> _What to produce_
Each line of the material below should be retyped precisely as it appears.
• • • •
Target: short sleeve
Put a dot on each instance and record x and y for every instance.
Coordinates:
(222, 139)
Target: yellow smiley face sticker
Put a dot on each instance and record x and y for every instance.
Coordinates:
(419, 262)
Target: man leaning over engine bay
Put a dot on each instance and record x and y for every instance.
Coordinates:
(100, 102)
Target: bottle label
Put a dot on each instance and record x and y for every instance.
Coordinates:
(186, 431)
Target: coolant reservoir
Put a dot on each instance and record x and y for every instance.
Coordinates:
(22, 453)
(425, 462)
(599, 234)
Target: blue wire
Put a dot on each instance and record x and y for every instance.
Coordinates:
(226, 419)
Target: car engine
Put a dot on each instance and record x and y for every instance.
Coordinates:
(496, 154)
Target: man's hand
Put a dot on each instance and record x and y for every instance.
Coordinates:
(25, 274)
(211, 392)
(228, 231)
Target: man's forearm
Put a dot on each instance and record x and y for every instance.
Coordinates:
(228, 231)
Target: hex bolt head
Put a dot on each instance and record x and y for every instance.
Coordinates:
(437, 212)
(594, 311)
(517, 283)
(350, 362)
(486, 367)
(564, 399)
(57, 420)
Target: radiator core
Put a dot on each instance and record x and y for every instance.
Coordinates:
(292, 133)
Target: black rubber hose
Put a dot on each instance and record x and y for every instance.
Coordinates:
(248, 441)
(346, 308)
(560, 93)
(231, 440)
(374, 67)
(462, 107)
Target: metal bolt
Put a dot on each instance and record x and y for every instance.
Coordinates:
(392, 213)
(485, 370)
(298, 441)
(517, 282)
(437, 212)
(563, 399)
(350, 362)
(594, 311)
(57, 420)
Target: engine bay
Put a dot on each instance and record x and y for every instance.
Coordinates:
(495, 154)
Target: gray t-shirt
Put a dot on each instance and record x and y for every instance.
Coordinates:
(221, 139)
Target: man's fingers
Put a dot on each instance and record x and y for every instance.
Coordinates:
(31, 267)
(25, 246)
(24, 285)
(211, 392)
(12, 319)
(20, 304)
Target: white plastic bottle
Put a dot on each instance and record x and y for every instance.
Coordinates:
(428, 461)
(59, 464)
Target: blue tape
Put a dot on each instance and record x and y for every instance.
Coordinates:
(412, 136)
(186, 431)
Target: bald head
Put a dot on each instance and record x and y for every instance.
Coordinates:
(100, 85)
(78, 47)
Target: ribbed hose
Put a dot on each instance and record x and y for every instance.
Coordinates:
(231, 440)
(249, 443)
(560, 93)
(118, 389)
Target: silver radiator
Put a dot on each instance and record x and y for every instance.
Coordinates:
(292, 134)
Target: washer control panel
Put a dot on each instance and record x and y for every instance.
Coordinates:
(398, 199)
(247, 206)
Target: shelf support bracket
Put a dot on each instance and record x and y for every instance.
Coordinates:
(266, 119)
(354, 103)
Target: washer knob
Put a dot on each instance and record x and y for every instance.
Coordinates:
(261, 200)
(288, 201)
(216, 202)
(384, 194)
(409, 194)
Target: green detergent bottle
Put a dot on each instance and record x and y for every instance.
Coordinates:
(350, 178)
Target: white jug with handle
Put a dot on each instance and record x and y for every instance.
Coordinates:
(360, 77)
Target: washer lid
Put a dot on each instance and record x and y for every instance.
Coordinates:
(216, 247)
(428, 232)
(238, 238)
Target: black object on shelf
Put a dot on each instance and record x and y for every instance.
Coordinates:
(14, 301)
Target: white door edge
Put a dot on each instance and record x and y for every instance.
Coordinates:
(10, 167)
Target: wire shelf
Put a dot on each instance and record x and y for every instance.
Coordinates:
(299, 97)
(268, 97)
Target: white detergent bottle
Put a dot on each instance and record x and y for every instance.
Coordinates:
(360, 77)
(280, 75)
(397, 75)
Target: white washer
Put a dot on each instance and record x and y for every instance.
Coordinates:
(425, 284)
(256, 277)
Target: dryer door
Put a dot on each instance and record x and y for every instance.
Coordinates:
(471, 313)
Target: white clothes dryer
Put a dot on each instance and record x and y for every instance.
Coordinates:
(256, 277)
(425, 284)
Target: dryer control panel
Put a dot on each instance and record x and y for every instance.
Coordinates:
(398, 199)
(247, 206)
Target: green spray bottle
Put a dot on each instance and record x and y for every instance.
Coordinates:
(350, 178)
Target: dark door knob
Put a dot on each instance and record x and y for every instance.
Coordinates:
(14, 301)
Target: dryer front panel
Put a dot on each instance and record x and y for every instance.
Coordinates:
• • • •
> _Written response_
Target: short sleeve
Put a dot on each instance and record x and y for every instance.
Coordinates:
(222, 139)
Target: yellow smiley face sticker
Put a dot on each instance and record x and y for every instance.
Coordinates:
(419, 262)
Target: man leaning over engine bay
Put a dot on each instance and record x and y for every instance.
Coordinates:
(100, 102)
Target: bottle label
Put a dot on each instance and record x and y for every instance.
Coordinates:
(186, 431)
Target: coolant reservoir
Put a dot on each instance and record x and y for every instance.
Coordinates:
(22, 453)
(425, 462)
(599, 234)
Target: blue wire
Put a dot on each instance and record x and y for every instance.
Coordinates:
(226, 419)
Target: car engine
Put a dot on each instance and record x and y for every instance.
Coordinates:
(496, 154)
Target: man's hand
Put a dot on each instance and record x and y for every instance.
Coordinates:
(25, 274)
(211, 392)
(228, 231)
Target: man's forearm
Put a dot on each instance and record x and y for every instance.
Coordinates:
(228, 231)
Target: hex bolt head
Put a dot on each instance and record x and y for every instance.
Coordinates:
(437, 212)
(594, 311)
(517, 283)
(350, 362)
(486, 367)
(564, 399)
(57, 420)
Target: radiator core
Put a dot on each instance and record x and y for every instance.
Coordinates:
(292, 133)
Target: black rubber hose
Put a dot on each instance and record x and y for every instance.
Coordinates:
(248, 441)
(346, 308)
(560, 93)
(231, 440)
(374, 67)
(462, 107)
Target: metal bolt
Put a dot on each instance and record x and y for every instance.
Coordinates:
(392, 213)
(485, 370)
(298, 441)
(517, 282)
(437, 212)
(563, 399)
(350, 362)
(594, 311)
(57, 420)
Target: engine bay
Put a dot on each instance and record x and y for every instance.
Coordinates:
(495, 154)
Target: gray t-shirt
Put a dot on each instance and record x and y for every instance.
Coordinates:
(221, 139)
Target: man's fingers
Put a dot on each instance and record x and y for every instance.
Coordinates:
(31, 267)
(25, 246)
(24, 285)
(211, 392)
(12, 319)
(20, 304)
Target: white plastic bottle
Put a dot on each instance and record x and y for every instance.
Coordinates:
(428, 461)
(59, 464)
Target: blue tape
Put a dot on each instance and record x and y for every instance.
Coordinates:
(412, 136)
(186, 431)
Target: bald head
Put a dot on each instance and record x and y for every instance.
Coordinates:
(100, 85)
(78, 47)
Target: ribbed hose
Put a dot on each instance and record x and y for every instance.
Coordinates:
(231, 440)
(249, 443)
(560, 93)
(118, 389)
Target: silver radiator
Put a dot on each instance and record x and y for every instance.
Coordinates:
(292, 134)
Target: washer control panel
Put a dot on each instance and record x and y for every instance.
Coordinates:
(398, 199)
(247, 206)
Target: shelf support bracket
Put a dot on each instance and record x and y for every instance.
Coordinates:
(266, 119)
(354, 103)
Target: washer knob
Put a dot on each instance and record x and y for every instance.
Coordinates:
(261, 200)
(288, 201)
(216, 202)
(384, 194)
(409, 194)
Target: green detergent bottle
Put a dot on each instance and record x and y for every instance.
Coordinates:
(350, 178)
Target: white jug with handle
Put a dot on each instance and record x and y for every instance.
Coordinates:
(360, 77)
Target: washer lid
Put a dot on each instance and record x and y for every instance.
Coordinates:
(216, 247)
(428, 232)
(238, 238)
Target: black object on shelf
Put a dot on each instance and record x and y for every instance.
Coordinates:
(14, 301)
Target: white door edge
Put a dot on each instance and record x and y for every instance.
Coordinates:
(10, 167)
Target: wire shelf
Put a dot on each instance and record x and y for every instance.
Coordinates:
(299, 97)
(268, 97)
Target: white detergent bottle
Put a dot on each instance and record x and y for every instance.
Coordinates:
(360, 77)
(280, 75)
(397, 75)
Target: white washer
Put a dot on each instance and record x and y for every instance.
Coordinates:
(425, 284)
(256, 277)
Target: dryer door
Put a dot on each instance and record x and y for every instance.
Coordinates:
(471, 313)
Target: white clothes dryer
Put a dot on each instance and record x and y for every instance.
Coordinates:
(256, 277)
(425, 284)
Target: dryer control panel
Put a dot on each instance and record x and y for every instance.
Coordinates:
(398, 199)
(247, 206)
Target: green spray bottle
Put a dot on each instance and record x and y for every instance.
Coordinates:
(350, 178)
Target: dark door knob
Put a dot on each instance and record x and y for every instance.
Coordinates:
(14, 301)
Target: dryer front panel
Put a dot on each instance and record x and y for every instance.
Coordinates:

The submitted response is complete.